Rewrite the lines below as a JSON list of strings, with one string for each line and any blank lines left out.
**** DATA ****
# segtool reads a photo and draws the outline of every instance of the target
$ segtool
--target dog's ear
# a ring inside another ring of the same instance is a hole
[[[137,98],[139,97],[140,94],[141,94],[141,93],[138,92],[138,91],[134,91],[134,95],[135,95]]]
****
§ TASK SOLUTION:
[
  "# segtool reads a photo and draws the outline of every instance of the target",
  "$ segtool",
  "--target dog's ear",
  "# a ring inside another ring of the same instance is a hole",
  "[[[137,98],[139,97],[140,94],[141,94],[141,93],[138,92],[138,91],[134,91],[134,95],[135,95]]]"
]